■ **SELECTED TEXT**
▬▬▬▬▬▬

24 But I do not consider my life of any account as dear to myself, so that I may finish my course and the ministry which I received from the Lord Jesus, to testify solemnly of the gospel of the grace of God. (Acts 20:24 NASB)

God is calling me deeper, delving deep inside the recesses of who I am, and helping me to face some tough stuff about myself.  I miss God, the closeness of His presence, the joy of His community and companionship, the peace of His loving voice continually streaming into my thoughts.  It’s like I am trying to tune a radio station with lots of static.  The knob is in the right position, but there is a lot of interference.

So, I have asked God to reveal the interference, so that I can tune Him in clearly, like it used to be for me.  The above verse in Scripture just leaped off the page at me, revealing to me the core of my lack of closeness with God.  As I listened to the Spirit speak to me, He revealed that, unlike the Apostle Paul, I DO consider my life as dear to myself, and it is the core issue as to what is keeping me from being close to God.  I have shifted focus from living for God, to living for me.  Even all the churchy, Christian things I do are leaning more towards self-fulfillment, than God fulfillment.

▬▬▬▬▬▬

■ **PROVIDED INFORMATION**
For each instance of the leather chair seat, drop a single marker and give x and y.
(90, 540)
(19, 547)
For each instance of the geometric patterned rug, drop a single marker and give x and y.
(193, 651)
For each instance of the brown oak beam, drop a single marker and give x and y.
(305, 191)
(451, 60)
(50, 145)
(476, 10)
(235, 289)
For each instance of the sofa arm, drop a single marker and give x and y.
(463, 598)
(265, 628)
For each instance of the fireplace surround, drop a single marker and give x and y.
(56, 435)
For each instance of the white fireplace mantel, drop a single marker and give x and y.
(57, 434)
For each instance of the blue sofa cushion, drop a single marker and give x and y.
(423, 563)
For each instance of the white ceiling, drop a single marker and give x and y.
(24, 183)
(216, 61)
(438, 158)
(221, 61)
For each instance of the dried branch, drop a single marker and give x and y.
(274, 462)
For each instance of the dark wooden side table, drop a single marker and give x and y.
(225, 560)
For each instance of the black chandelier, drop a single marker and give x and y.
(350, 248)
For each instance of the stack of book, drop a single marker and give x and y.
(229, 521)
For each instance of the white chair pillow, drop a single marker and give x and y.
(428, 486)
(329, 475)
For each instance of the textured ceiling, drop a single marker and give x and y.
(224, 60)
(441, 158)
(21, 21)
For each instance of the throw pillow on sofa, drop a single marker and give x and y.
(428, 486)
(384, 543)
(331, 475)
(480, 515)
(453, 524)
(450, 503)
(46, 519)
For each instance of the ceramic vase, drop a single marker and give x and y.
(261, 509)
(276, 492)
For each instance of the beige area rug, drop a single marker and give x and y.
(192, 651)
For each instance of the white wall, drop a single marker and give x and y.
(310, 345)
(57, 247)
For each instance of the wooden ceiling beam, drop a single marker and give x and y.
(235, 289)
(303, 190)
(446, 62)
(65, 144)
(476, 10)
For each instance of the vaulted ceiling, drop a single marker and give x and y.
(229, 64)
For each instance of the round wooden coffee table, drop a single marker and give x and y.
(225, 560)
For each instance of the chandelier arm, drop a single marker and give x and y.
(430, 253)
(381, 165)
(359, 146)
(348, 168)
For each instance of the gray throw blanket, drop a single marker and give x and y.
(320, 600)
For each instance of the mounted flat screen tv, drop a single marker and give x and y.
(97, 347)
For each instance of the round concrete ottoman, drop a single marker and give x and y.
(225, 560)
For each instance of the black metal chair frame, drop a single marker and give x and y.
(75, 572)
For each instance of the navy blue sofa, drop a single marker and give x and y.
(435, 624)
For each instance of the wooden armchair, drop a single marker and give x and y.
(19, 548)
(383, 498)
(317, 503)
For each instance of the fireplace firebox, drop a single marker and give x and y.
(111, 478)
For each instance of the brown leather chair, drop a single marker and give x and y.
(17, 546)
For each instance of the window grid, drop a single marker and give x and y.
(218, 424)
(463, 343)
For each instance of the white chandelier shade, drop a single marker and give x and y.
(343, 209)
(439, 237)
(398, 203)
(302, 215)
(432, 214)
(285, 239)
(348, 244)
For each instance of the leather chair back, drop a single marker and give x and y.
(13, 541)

▬▬▬▬▬▬

■ **REQUIREMENTS**
1: Output the part of the devotional on Acts 20:24 from "God is calling" up to and including "lot of interference.", word for word.
2: Pick up the devotional on Acts 20:24 after its final sentence and carry it forward.

■ **ANSWER LIST**
1:
God is calling me deeper, delving deep inside the recesses of who I am, and helping me to face some tough stuff about myself.  I miss God, the closeness of His presence, the joy of His community and companionship, the peace of His loving voice continually streaming into my thoughts.  It’s like I am trying to tune a radio station with lots of static.  The knob is in the right position, but there is a lot of interference.

2:
I want to, like Paul, “finish my course, and the ministry which I received from the Lord Jesus, to testify solemnly of the gospel of the grace of God.” Paul is showing the key to the completion of this God-given desire, I must not consider my life as dear unto myself.
I looked up the original Greek for the word “dear,” and it means precious, held in honor, of great price.   I must surrender my whole life to the one who considers me precious, I must hold nothing back.  I can see how I have tried to coerce, and negotiate, and manipulate, to make happen, what I believe God has revealed His Will is.

It’s like I’ve been saying to God, “Hey thanks God, I see what you are doing, I’ll take it from here.”  What a stupid and foolish thing to do. Now I can honestly say, I didn’t realize I was doing this, not consciously.  But now He has made it known to me, so I am responsible to yield to His leading and direction in this area, to listen, pray and obey whatever He shows me to do next.

Isn’t God so good, to love us too much, to let us have our own way.  His way is the Highway, and I want to be on that Highway, and not my own dusty little trail.

24 But I do not consider my life of any account as dear to myself, so that I may finish my course and the ministry which I received from the Lord Jesus, to testify solemnly of the gospel of the grace of God. (Acts 20:24 NASB)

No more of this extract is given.